> GIVEN DATA:
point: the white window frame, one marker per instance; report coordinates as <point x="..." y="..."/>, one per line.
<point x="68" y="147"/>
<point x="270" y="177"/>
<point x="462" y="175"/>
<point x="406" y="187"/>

> TASK INSTRUCTIONS: Format every line of the records above as a Markdown table with the columns Number and Record line, numbering each row and leaving out blank lines.

> EXERCISE RESULT:
| Number | Record line |
|---|---|
| 1 | point: the white window frame, one marker per instance; report coordinates as <point x="..." y="..."/>, one per line. |
| 2 | <point x="68" y="147"/> |
| 3 | <point x="270" y="177"/> |
| 4 | <point x="462" y="175"/> |
| 5 | <point x="406" y="187"/> |